> _TEXT_:
— Start —

For example, Orchendor is immune to magic. 100% resistance, so a pure mage can't touch him. If Mellewen hadn't just done the Dawngaurd quests, and had Serana and Auriel's bow with her, she'd have been "without a paddle". But then again, if I played DiD, I'd never roll a pure mage, and a part of the game would be locked off. She gets one-shot killed by Draugr Deathlord archers even with triple Ebonyflesh active, just because she has little health. We've seen a few melee opponents who need to be dodged, too, as she can only drain their health so fast, and some of them can damage her faster than she gets it back.
And just to prove the game just throws spit balls when it thinks the umpire isn't looking...
I was re-rerunning Diablita to make her a two-hander earlier than her first game, and she'd just reached level 30 when she gets an Ancient Dragon swooping down on her! They're not supposed to turn up for another 15 levels! After she died in one blast of frost breath, I turned the difficulty down to Novice (first time ever!) and she still got one-shot killed by his bite.
Eventually, after a couple more restarts, she managed to bring him down at a distance with Dragonrend and spam firebolts at him before he got close enough to bite her again. If she hadn't given her trusty companion all the staves she'd taken from Dragon Priests, he might still have won.
I've found that Expert is a good enough challenge for me, but sometimes I play on Adept. DiD most of the time!

— End —

> _WRITTEN PROBLEM A_:
Reproduce the records word for word, from the line containing "cloud in the photo above." through the final line of the records, inclusive.

> _Dataset rows_:
— Start —

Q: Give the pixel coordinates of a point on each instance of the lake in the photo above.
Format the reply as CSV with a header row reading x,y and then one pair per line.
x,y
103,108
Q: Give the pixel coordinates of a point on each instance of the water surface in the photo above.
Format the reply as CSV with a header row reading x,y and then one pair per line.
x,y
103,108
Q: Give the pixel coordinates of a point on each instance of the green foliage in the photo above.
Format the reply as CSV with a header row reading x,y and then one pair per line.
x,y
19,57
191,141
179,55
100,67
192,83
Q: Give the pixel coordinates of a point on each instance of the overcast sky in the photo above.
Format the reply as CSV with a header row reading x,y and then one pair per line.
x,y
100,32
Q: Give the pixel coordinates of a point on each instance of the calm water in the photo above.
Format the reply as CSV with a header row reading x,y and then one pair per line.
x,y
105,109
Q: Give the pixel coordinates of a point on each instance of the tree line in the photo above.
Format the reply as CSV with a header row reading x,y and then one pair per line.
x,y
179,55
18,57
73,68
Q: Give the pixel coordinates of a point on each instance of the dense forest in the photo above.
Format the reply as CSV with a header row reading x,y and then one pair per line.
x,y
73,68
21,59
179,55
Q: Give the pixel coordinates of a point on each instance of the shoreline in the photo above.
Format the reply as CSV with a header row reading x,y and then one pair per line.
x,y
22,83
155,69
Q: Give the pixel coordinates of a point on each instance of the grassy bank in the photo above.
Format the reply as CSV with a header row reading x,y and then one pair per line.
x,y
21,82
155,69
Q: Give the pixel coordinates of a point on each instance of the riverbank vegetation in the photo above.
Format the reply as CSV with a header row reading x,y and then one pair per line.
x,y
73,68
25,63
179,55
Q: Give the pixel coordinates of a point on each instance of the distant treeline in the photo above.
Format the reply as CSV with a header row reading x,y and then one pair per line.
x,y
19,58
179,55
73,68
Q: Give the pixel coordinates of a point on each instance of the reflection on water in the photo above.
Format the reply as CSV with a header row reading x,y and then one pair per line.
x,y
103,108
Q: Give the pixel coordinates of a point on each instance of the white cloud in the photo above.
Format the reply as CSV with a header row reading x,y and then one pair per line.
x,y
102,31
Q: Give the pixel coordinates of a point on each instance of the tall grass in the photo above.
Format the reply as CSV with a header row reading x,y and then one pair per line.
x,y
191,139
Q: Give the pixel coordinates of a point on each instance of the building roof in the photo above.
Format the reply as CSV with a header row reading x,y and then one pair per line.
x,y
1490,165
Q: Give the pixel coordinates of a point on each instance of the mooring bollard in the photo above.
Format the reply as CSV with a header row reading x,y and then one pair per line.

— End —

> _WRITTEN PROBLEM B_:
Translate this sentence from the text about the game into Spanish: "I've found that Expert is a good enough challenge for me, but sometimes I play on Adept."

> _PROBLEM SOLUTION A_:
Q: Give the pixel coordinates of a point on each instance of the white cloud in the photo above.
Format the reply as CSV with a header row reading x,y and then one pair per line.
x,y
102,31
Q: Give the pixel coordinates of a point on each instance of the tall grass in the photo above.
Format the reply as CSV with a header row reading x,y and then one pair per line.
x,y
191,139
Q: Give the pixel coordinates of a point on each instance of the building roof in the photo above.
Format the reply as CSV with a header row reading x,y and then one pair per line.
x,y
1490,165
Q: Give the pixel coordinates of a point on each instance of the mooring bollard in the photo above.
Format the reply as CSV with a header row reading x,y and then one pair per line.

> _PROBLEM SOLUTION B_:
He descubierto que Experto es un reto suficiente para mí, pero a veces juego en Adepto.